#### [SOURCE EXTRACT]
┄┄┄┄┄┄┄┄┄┄┄┄┄┄┄┄┄┄┄┄

While IIT faces legitimate technical and conceptual challenges, the pseudoscience label appears unjustified to many in the field, including us. The controversy ultimately reflects the immature state of consciousness science, where fundamental questions about methodology, definitions, and standards remain unresolved. As we see it, in this field metaphysical assumptions will be unavoidable. The real issue is whether these can be philosophically justified.
This debate serves as a case study in the sociology of science, demonstrating how theoretical disagreements can snowball into broader disputes about scientific legitimacy and professional authority in scientific fields, and about the role of philosophy, epistemology and metaphysics in these areas.
6.3 Higher-Order Thought Theories
Theoretical Framework
Higher-Order Thought (HOT) theories, developed primarily by David Rosenthal (2005), propose that consciousness arises when mental states become the objects of higher-order thoughts. Rosenthal holds that a mental state is a conscious one, if and only if it is accompanied by a suitable “higher-order thought” representing oneself as being in that state. Such thoughts are a type of “meta-thought” about thoughts. Relatedly, Higher-Order Perception (HOP) theories, developed by William Lycan (1996), offer a variant on HOT theories by proposing that consciousness requires higher-order perceptual monitoring rather than conceptual thoughts.
Theoretical Advantages
HOT theories provide a naturalistic account of consciousness that avoids mysterious non-physical properties. They explain the reflexive nature of consciousness and offer clear criteria for determining when mental states become conscious.

┄┄┄┄┄┄┄┄┄┄┄┄┄┄┄┄┄┄┄┄

#### [DATA PROVIDED]
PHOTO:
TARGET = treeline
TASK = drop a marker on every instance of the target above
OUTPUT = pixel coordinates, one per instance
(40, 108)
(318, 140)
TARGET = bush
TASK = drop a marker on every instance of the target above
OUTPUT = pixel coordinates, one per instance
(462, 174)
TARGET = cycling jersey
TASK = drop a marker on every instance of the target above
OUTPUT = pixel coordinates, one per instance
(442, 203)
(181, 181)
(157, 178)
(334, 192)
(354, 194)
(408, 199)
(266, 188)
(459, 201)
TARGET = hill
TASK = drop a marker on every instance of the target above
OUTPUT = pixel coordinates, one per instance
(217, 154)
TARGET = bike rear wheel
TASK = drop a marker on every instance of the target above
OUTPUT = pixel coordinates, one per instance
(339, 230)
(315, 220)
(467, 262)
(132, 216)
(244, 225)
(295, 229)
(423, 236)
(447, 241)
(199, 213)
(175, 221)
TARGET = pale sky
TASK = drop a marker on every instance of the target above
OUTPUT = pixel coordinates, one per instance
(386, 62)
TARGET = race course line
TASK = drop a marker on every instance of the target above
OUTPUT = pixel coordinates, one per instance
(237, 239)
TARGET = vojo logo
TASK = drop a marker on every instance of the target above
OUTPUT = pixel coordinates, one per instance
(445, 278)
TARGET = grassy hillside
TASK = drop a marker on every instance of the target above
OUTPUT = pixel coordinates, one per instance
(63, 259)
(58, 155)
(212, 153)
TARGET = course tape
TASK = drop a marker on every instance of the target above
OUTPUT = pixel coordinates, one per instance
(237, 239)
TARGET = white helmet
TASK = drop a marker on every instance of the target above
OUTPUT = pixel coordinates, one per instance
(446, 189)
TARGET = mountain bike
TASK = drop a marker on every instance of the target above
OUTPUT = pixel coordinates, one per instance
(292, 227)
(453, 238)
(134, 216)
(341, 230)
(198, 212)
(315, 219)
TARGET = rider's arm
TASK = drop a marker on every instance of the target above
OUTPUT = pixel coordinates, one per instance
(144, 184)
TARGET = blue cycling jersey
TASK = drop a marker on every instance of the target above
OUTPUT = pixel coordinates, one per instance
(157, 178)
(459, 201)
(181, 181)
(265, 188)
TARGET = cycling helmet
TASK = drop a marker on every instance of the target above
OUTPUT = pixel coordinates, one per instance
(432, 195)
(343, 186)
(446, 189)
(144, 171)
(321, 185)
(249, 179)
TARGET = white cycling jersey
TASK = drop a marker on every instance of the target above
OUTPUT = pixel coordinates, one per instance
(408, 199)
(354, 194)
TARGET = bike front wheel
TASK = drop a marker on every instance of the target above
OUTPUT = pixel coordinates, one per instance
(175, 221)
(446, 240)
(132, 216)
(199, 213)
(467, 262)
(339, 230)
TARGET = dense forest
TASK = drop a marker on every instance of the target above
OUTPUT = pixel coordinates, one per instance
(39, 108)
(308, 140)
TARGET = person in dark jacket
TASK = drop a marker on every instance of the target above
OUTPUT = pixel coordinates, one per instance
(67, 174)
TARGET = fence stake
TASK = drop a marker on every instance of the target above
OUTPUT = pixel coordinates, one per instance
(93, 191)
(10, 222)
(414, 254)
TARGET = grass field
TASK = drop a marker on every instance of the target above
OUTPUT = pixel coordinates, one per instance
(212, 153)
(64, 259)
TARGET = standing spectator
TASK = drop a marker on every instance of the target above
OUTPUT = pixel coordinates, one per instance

┄┄┄┄┄┄┄┄┄┄┄┄┄┄┄┄┄┄┄┄

#### [TASKS]
[A] In the passage on consciousness theories, whose work do Higher-Order Perception theories come from?
[B] Condense the paragraph of the passage on consciousness theories that begins "Higher-Order Thought (HOT) theories, developed primarily" into a bulleted list that keeps its main facts.
[C] Carry on the passage on consciousness theories from its last sentence.

#### [TASK-BY-TASK RESULTS]
[A] William Lycan (1996).

[B]
- Higher-Order Thought (HOT) theories, developed mainly by David Rosenthal (2005), hold that consciousness arises when mental states become the objects of higher-order thoughts.
- For Rosenthal, a mental state is conscious if and only if a suitable higher-order thought accompanies it, representing oneself as being in that state.
- These higher-order thoughts are a kind of "meta-thought" about thoughts.
- Higher-Order Perception (HOP) theories, developed by William Lycan (1996), are a variant that requires higher-order perceptual monitoring instead of conceptual thoughts.

[C]
Critical Limitations
- The Problem of Misrepresentation: According to critics of HOT, you could end up being “aware” of experiences you don’t really have, if your mind generates a mistaken higher-order thought. This leads to the counterintuitive conclusion that consciousness can exist without corresponding first-order mental states, a free-floating consciousness.
- Infinite Regress Concerns: If consciousness requires higher-order thoughts, what makes those higher-order thoughts conscious? The theory seems to generate an infinite regress or must arbitrarily stop at unconscious higher-order representations, and in either case, fails to adequately account for conscious experience.
- Empirical Inadequacy: Neuroimaging studies fail to consistently identify the kind of higher-order monitoring processes that HOT theories predict. The required metacognitive operations appear neither necessary nor sufficient for conscious experience.
- Phenomenological Problems: Careful introspection reveals that conscious experiences don’t typically involve explicit higher-order thoughts about one’s mental states. The theory appears to intellectualize consciousness in ways that conflict with immediate phenomenology.
- The Problem of Cognitive Sophistication: HOT theories seem to require conceptual sophistication that may be absent in animals, young children, or patients with certain brain lesions, leading to implausibly restrictive conclusions about the distribution of consciousness.
6.4 Predictive Processing Theories
Theoretical Framework
Predictive Processing (PP) theories, influenced by the work of Andy Clark (2013), Anil Seth (2014), and Jakob Hohwy (2013), propose that the brain is a prediction machine. Predictive processing views the brain as running layered simulations, constantly guessing incoming data, and revising itself when predictions fail.
Within this framework, consciousness corresponds to high-level predictions that achieve optimal precision-weighted prediction error minimization. Some variants propose that consciousness requires specific types of prediction error related to self-models or counterfactual processing.
Theoretical Strengths
PP theories integrate consciousness with broader frameworks in cognitive science and neuroscience. They provide mechanistic accounts of various conscious phenomena including perception, attention, and self-awareness, while offering potential explanations for altered states of consciousness and psychiatric conditions.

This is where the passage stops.